» TASK
Give back only the lines from the one with "Roadside-survey request: point out the grass tuft" through the last line of the data, exactly as they appear.

» DATA EXTRACT
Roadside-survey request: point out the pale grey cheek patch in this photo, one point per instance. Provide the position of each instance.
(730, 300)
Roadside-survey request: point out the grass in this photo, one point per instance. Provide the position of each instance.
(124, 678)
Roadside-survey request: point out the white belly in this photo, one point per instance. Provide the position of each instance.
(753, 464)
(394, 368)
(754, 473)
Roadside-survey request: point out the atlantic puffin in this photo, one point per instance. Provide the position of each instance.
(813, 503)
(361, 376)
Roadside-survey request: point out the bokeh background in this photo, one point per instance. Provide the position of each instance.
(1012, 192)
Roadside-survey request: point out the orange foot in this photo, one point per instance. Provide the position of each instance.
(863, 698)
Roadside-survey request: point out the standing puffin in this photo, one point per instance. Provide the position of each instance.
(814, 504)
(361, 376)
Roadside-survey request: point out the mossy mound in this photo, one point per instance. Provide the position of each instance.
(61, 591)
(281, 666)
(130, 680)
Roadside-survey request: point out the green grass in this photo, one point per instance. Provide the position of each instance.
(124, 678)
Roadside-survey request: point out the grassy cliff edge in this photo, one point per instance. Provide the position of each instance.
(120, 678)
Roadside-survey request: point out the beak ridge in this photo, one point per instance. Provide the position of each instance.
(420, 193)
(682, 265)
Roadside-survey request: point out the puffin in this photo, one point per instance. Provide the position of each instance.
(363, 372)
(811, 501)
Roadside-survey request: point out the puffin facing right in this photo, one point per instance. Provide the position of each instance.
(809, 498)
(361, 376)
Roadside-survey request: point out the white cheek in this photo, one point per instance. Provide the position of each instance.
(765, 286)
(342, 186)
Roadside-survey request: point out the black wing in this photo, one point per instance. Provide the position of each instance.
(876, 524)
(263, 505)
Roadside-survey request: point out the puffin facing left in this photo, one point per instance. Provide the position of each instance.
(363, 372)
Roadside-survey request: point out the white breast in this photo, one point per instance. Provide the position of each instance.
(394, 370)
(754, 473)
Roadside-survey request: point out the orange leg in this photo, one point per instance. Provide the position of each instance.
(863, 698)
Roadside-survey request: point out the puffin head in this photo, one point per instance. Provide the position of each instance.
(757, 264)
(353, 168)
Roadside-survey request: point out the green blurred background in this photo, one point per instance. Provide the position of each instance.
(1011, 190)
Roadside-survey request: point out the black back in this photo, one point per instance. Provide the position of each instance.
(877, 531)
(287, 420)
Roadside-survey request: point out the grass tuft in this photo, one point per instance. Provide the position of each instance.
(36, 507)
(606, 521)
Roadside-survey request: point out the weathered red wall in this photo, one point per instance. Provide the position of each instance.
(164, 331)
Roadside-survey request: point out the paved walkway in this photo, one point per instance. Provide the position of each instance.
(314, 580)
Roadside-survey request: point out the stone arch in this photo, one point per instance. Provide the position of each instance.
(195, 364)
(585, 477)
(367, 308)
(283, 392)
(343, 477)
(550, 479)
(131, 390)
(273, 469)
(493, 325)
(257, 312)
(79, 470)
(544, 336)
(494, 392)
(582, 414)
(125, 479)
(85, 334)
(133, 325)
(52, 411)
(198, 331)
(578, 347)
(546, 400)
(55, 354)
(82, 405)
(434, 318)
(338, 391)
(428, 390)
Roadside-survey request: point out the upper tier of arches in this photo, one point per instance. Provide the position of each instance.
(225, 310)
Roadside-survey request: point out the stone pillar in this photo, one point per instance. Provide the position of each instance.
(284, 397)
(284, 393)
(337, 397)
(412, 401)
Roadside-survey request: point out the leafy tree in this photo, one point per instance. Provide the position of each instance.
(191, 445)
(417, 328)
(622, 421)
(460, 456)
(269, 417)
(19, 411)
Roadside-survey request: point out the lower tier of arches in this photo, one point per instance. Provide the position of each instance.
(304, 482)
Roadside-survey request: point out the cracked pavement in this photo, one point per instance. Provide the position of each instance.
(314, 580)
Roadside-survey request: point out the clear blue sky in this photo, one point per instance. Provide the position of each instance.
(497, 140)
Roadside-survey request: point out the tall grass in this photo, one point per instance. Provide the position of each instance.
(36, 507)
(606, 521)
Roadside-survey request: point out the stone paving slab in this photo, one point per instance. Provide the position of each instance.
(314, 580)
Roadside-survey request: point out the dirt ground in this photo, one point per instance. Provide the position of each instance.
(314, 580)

» COMPLETED TASK
Roadside-survey request: point out the grass tuft in this photo, one point per instance. Provide the position of each instance.
(36, 507)
(606, 521)
Roadside-survey request: point out the weathered red wall in this photo, one point per instance. Provide the position of each instance.
(164, 331)
Roadside-survey request: point out the paved walkway in this photo, one point per instance. Provide the position of each instance.
(314, 580)
Roadside-survey request: point out the stone arch in this photo, one point per instance. Provide the position of each instance.
(195, 364)
(585, 477)
(367, 308)
(283, 392)
(343, 477)
(550, 479)
(131, 390)
(273, 469)
(493, 325)
(257, 312)
(79, 470)
(544, 336)
(494, 392)
(582, 414)
(125, 479)
(85, 334)
(133, 325)
(52, 411)
(198, 331)
(578, 347)
(546, 400)
(55, 354)
(82, 405)
(434, 318)
(338, 391)
(428, 390)
Roadside-survey request: point out the upper tier of arches in this photo, one point per instance. Provide the position of each instance.
(225, 310)
Roadside-survey request: point out the stone pillar in this photo, one point per instance. Provide the position of each instance.
(284, 397)
(284, 393)
(337, 397)
(412, 401)
Roadside-survey request: point out the leafy tree in this photo, one point per instance. Provide the position of each instance.
(191, 445)
(417, 328)
(622, 421)
(460, 456)
(269, 417)
(19, 411)
Roadside-survey request: point out the lower tier of arches in this photo, one point per instance. Provide the position of each instance.
(304, 482)
Roadside-survey request: point out the cracked pavement in this photo, one point per instance. Provide the position of each instance.
(314, 580)
Roadside-survey request: point out the clear blue sky in this photo, one point per instance. Provide the position of each instance.
(497, 140)
Roadside-survey request: point out the tall grass in this photo, one point per instance. Provide the position of each instance.
(36, 507)
(606, 521)
Roadside-survey request: point out the stone paving slab in this photo, one point per instance. Provide the position of each instance.
(314, 580)
Roadside-survey request: point out the dirt ground in this photo, one point per instance. Provide the position of each instance.
(314, 580)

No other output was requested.